[The records Boundary: Start]
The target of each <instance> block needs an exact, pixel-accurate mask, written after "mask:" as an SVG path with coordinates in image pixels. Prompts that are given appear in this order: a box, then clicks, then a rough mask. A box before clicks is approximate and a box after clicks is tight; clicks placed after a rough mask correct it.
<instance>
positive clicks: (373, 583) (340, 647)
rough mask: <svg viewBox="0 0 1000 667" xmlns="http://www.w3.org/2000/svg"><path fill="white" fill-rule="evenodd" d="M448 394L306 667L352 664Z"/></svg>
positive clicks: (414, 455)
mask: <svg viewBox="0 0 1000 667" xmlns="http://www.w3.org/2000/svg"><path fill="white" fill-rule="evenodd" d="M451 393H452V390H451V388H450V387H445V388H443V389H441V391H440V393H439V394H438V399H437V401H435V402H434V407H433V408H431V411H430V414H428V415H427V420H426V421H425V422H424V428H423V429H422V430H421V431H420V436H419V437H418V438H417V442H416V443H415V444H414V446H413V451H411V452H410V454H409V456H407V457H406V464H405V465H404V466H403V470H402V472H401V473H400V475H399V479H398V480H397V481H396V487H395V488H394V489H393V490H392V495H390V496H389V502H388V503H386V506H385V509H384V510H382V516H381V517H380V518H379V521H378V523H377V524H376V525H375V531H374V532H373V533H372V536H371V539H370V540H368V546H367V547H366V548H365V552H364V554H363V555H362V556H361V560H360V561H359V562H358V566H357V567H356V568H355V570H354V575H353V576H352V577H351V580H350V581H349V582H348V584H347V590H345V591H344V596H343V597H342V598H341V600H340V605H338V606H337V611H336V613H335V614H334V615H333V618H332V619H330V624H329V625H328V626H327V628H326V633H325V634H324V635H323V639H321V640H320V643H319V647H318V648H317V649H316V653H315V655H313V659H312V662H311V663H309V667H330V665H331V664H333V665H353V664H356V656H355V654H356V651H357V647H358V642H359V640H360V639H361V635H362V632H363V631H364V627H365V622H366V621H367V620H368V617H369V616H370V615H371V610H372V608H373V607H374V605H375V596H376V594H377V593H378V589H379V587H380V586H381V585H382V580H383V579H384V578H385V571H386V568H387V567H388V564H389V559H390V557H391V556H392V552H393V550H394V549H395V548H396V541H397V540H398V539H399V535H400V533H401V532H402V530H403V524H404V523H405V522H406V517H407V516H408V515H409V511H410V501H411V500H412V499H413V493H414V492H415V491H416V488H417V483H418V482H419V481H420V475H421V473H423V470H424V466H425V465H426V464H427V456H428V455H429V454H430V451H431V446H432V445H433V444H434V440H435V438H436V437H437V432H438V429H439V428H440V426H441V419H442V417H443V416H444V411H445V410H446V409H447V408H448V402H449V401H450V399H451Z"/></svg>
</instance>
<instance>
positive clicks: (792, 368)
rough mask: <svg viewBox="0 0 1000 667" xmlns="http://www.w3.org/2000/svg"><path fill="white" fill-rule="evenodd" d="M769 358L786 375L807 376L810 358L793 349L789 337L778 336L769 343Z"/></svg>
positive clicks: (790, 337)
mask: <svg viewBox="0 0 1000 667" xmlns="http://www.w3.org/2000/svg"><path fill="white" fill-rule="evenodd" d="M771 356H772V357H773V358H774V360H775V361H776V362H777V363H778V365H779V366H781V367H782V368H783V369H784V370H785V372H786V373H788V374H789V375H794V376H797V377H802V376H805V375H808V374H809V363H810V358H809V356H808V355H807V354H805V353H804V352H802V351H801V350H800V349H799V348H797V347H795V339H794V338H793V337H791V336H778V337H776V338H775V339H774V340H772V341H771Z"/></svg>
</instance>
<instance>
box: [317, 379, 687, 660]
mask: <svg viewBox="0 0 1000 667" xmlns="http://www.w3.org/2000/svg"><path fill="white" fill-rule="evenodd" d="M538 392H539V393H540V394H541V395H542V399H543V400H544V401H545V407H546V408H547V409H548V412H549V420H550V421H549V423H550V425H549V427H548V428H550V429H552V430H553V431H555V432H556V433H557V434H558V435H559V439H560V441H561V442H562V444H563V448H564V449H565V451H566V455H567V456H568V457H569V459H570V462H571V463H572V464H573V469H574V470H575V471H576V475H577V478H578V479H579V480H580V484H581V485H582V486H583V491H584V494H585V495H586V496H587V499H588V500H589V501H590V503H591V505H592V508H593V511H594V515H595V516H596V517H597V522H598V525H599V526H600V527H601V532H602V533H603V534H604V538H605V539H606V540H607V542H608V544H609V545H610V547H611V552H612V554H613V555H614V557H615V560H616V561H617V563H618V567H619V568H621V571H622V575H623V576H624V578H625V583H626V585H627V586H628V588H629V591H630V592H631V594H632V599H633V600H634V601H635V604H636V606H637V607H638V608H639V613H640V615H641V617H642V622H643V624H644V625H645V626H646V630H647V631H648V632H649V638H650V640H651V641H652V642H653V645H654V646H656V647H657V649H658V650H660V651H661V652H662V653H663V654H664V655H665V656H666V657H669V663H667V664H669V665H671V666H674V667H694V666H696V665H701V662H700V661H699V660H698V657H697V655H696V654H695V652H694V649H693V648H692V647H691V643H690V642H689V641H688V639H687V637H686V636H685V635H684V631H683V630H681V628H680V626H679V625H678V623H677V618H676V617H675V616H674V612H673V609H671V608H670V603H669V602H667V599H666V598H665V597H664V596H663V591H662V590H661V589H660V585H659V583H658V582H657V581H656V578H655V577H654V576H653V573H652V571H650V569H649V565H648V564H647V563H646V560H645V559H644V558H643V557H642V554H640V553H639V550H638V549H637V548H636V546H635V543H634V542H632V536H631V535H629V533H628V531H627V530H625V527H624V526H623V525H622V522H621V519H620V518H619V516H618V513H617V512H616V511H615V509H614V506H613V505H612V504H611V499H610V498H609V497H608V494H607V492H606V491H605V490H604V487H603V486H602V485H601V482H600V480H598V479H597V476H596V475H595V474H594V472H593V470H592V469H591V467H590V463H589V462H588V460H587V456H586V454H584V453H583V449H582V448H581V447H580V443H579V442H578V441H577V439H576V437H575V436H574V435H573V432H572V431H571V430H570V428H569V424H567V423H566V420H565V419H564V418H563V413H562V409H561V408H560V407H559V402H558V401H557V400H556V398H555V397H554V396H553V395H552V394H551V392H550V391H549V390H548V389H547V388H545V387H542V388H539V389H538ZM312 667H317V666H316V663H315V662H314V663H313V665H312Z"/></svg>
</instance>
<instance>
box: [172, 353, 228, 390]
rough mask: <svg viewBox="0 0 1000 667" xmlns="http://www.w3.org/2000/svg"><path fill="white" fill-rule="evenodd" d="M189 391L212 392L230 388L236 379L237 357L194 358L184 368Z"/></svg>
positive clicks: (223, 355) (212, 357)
[The records Boundary: End]
[The records Boundary: Start]
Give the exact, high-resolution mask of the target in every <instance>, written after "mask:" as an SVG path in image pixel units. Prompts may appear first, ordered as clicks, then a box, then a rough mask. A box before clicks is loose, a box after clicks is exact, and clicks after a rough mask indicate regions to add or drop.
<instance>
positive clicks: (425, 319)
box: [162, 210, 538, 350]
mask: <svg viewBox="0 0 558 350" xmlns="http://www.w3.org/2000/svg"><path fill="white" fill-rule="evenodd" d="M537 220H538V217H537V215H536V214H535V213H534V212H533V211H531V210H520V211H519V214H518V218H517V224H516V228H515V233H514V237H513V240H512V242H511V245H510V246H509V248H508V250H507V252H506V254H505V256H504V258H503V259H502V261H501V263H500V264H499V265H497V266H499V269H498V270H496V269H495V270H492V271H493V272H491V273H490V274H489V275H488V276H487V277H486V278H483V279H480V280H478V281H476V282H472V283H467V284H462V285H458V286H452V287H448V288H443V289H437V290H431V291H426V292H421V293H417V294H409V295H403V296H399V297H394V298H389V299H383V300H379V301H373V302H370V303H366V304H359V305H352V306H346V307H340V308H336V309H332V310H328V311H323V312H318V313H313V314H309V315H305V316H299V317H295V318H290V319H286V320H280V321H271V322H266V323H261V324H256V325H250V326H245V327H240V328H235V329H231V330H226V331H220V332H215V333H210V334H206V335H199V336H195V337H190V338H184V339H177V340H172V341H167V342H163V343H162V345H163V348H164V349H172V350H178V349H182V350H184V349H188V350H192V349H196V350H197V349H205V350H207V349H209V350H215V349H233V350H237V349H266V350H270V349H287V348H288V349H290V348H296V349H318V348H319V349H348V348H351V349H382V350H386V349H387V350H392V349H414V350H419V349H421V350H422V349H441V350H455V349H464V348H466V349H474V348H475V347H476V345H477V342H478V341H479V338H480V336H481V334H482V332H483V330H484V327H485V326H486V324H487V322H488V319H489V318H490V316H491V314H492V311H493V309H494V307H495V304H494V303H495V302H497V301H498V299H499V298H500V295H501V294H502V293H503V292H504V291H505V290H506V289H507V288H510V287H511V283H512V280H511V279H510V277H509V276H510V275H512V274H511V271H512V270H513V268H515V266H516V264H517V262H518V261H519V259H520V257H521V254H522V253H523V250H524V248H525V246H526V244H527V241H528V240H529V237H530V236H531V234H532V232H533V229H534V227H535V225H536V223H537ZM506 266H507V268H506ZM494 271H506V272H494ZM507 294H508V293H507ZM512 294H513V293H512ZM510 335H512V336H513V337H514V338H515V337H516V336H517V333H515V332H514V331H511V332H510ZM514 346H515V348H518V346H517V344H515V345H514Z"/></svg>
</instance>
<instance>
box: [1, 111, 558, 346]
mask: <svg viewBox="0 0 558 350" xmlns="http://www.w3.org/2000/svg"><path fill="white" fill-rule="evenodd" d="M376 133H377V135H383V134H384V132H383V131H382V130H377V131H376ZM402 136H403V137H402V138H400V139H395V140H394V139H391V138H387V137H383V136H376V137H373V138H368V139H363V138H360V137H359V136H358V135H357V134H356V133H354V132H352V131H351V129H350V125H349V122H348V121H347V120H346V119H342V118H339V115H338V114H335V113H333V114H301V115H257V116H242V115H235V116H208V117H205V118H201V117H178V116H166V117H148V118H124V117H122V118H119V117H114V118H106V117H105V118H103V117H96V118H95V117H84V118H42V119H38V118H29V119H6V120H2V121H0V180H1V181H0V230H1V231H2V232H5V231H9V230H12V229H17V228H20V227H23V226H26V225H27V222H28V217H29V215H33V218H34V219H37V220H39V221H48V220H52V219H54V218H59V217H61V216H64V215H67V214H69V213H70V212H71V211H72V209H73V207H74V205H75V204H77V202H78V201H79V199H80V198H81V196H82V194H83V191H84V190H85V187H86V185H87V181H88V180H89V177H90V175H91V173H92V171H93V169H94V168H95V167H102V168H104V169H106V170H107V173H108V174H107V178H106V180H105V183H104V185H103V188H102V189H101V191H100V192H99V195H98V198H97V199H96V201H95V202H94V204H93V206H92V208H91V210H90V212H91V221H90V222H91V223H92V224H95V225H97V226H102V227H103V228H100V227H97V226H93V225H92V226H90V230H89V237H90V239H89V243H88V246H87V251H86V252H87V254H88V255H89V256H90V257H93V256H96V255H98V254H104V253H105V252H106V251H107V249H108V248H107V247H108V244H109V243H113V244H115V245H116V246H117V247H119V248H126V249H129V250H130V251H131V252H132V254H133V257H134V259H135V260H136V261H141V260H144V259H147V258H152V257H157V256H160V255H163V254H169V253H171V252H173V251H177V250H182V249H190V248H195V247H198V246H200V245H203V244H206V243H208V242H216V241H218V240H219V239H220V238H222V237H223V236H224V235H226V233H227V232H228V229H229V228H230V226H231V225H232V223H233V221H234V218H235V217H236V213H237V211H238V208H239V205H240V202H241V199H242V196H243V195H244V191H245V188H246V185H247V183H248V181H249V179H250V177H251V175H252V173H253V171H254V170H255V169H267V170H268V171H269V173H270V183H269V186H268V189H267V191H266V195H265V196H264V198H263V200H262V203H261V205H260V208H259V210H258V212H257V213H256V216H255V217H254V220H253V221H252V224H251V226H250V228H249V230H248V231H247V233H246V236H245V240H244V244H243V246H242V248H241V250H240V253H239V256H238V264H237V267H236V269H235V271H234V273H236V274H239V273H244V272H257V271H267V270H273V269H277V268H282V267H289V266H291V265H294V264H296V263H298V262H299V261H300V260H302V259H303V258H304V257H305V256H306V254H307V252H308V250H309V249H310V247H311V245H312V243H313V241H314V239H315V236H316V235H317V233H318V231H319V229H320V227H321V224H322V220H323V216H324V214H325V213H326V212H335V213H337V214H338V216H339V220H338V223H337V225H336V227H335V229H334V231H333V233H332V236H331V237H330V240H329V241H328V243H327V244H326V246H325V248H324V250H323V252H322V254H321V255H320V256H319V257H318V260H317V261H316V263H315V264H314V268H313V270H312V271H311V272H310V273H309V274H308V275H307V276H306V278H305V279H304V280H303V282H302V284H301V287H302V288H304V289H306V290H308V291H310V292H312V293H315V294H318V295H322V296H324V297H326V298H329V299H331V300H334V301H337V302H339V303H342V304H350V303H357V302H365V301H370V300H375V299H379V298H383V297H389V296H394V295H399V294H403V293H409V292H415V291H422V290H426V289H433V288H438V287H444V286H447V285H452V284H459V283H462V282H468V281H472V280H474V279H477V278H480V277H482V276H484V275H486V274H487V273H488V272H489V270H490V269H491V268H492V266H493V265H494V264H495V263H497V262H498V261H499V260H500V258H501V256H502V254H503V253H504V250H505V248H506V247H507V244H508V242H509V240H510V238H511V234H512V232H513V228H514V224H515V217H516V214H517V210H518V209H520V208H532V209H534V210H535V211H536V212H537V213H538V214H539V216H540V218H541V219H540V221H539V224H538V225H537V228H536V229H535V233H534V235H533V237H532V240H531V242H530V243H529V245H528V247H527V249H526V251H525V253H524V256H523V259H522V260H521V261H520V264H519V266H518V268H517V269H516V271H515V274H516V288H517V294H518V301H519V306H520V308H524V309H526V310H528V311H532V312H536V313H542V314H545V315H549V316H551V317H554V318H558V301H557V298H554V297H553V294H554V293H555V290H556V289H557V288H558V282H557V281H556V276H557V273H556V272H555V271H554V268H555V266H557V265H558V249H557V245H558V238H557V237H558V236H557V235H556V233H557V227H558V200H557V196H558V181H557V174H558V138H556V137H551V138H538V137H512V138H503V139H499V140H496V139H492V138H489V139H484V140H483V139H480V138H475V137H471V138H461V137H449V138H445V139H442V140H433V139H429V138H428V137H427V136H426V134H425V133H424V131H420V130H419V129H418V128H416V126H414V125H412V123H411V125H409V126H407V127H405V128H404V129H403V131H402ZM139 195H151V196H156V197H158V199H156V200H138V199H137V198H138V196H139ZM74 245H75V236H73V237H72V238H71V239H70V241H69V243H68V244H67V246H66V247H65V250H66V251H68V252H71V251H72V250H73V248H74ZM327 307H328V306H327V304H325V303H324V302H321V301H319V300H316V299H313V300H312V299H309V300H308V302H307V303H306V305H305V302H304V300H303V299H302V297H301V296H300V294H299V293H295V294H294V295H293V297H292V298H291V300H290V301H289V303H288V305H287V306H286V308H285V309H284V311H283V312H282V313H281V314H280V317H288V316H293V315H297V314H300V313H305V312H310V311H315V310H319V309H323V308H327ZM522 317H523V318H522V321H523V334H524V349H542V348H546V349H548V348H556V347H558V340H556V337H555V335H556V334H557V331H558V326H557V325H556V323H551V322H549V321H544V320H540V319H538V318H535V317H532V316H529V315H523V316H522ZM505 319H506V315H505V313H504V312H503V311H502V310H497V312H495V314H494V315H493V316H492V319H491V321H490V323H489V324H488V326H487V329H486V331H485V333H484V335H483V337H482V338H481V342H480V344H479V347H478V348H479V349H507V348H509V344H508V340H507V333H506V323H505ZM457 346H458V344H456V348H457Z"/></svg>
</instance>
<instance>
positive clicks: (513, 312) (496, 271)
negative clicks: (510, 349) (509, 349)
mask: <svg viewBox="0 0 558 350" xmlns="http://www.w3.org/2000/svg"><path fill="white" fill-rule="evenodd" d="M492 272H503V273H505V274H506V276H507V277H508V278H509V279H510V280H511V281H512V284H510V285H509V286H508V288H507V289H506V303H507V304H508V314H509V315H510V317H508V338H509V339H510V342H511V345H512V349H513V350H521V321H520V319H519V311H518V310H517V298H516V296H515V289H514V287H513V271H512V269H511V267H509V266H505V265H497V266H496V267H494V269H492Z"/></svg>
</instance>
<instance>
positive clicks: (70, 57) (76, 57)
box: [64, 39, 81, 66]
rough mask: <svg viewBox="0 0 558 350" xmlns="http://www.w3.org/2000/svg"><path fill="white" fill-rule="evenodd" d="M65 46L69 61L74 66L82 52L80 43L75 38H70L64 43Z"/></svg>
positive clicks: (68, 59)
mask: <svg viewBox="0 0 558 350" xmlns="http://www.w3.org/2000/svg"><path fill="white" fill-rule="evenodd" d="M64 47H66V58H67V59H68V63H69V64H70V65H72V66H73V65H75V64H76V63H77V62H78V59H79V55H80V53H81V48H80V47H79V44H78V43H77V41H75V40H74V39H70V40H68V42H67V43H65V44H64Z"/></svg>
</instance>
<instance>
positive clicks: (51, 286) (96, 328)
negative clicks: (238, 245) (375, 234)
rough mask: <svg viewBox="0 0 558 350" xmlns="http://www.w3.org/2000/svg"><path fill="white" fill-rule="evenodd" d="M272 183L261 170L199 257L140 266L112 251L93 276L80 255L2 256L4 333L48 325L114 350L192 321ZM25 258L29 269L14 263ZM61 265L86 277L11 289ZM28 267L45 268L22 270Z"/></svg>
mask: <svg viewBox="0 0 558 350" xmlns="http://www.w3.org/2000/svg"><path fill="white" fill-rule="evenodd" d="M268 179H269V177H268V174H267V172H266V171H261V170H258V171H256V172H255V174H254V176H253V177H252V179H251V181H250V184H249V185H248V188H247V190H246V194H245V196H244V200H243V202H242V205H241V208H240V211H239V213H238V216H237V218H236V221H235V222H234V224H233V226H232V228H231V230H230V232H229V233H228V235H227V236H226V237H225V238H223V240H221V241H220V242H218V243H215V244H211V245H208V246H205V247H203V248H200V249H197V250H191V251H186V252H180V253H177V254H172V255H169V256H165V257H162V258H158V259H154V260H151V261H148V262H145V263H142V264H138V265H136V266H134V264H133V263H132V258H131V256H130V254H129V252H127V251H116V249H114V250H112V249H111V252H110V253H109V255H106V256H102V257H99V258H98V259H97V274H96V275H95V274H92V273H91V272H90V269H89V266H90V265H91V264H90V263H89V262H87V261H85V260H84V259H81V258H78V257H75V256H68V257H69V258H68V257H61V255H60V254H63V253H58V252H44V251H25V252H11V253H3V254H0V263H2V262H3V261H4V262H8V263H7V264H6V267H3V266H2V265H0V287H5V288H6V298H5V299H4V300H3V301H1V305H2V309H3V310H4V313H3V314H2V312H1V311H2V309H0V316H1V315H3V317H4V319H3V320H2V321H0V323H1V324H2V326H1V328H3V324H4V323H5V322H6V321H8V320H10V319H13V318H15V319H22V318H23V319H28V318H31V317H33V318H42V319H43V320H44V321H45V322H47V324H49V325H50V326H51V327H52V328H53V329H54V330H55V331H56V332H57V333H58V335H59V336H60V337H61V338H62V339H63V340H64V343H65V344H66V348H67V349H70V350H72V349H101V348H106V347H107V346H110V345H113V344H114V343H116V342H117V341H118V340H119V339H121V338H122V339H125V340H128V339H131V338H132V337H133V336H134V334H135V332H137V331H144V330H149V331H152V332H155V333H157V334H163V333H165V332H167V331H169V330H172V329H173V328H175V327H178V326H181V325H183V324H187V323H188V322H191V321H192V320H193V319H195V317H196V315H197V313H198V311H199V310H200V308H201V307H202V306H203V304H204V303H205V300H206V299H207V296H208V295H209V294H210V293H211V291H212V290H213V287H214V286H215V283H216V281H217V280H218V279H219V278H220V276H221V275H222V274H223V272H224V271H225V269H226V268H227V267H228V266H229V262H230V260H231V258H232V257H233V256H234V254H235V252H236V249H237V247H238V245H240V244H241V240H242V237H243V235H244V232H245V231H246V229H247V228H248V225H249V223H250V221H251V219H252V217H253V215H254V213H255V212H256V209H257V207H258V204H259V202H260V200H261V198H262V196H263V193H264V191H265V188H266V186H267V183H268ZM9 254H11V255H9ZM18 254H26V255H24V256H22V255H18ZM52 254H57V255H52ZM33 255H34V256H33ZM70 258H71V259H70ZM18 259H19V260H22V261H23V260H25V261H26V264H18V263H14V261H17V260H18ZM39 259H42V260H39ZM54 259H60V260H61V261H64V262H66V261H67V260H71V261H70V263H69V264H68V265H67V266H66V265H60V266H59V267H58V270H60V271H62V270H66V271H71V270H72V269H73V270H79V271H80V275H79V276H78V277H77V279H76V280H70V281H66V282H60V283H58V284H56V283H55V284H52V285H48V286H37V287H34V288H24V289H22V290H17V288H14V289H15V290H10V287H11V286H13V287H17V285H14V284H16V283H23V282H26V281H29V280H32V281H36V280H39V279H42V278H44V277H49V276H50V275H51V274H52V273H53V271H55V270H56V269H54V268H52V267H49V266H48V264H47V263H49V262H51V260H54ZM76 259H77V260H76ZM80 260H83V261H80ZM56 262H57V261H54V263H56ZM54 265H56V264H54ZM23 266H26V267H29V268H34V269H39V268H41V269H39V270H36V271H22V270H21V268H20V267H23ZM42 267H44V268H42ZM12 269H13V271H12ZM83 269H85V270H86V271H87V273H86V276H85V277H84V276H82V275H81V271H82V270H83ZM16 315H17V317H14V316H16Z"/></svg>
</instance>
[The records Boundary: End]
▶ Problem to solve
Within the listing, how many lines hold the word "target"? Answer with the number by itself.

▶ Expected output
2